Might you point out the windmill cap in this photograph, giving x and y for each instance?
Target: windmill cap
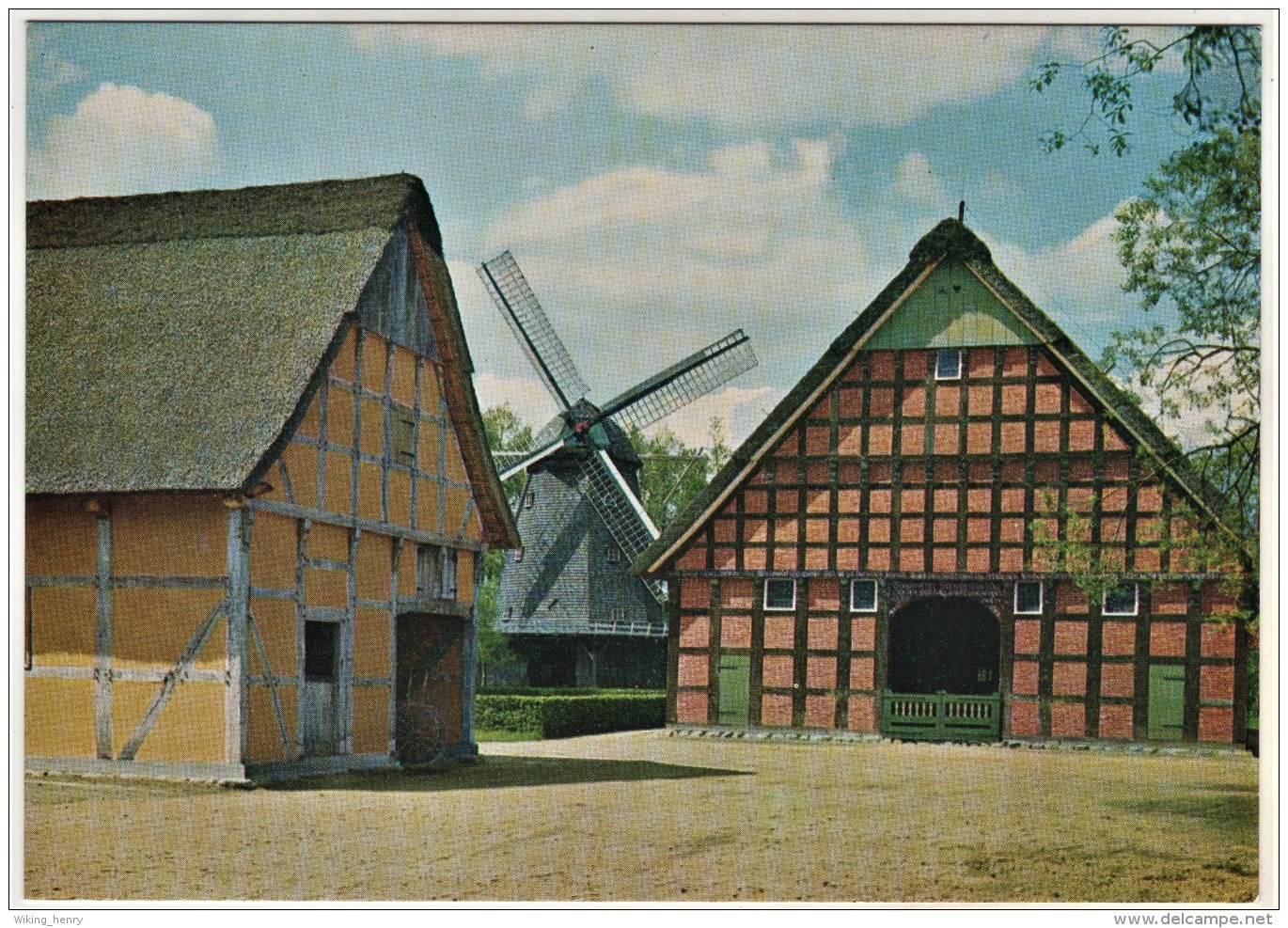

........

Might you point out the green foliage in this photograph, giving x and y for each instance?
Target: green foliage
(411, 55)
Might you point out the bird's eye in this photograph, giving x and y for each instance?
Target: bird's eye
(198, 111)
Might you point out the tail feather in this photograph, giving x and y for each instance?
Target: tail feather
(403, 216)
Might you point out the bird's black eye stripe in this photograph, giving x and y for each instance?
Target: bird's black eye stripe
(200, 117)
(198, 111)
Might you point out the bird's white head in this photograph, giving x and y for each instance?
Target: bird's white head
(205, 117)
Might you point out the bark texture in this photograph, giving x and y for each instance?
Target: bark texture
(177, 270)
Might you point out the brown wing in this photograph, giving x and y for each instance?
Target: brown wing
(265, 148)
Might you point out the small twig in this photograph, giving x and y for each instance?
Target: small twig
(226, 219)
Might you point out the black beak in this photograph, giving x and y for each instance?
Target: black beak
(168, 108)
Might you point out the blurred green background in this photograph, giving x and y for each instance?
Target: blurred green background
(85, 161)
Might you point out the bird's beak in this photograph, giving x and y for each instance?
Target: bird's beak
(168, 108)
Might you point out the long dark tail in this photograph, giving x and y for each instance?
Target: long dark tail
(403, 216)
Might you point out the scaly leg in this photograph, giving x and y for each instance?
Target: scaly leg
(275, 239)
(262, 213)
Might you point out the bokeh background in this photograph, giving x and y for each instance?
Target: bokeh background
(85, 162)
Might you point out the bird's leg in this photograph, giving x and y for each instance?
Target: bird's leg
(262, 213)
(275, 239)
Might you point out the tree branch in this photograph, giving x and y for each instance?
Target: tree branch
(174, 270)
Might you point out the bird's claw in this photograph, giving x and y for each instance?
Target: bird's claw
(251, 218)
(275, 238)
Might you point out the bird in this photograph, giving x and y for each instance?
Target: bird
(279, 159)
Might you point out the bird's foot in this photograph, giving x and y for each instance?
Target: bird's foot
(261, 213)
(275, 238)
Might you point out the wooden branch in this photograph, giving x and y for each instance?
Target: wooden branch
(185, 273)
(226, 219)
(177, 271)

........

Requirement. Using only the listing above, restate exactly the lines from the line containing "Target: small twig" through the line containing "Might you point out the bird's beak", both included.

Result of this task.
Target: small twig
(226, 219)
Might you point out the black beak in this photograph, giving x and y for each instance?
Target: black beak
(168, 108)
Might you point out the blurred green background in this photograph, giving x and y for each instance?
Target: blurred green background
(85, 161)
Might you point out the bird's beak in this photograph, giving x and y for each instance?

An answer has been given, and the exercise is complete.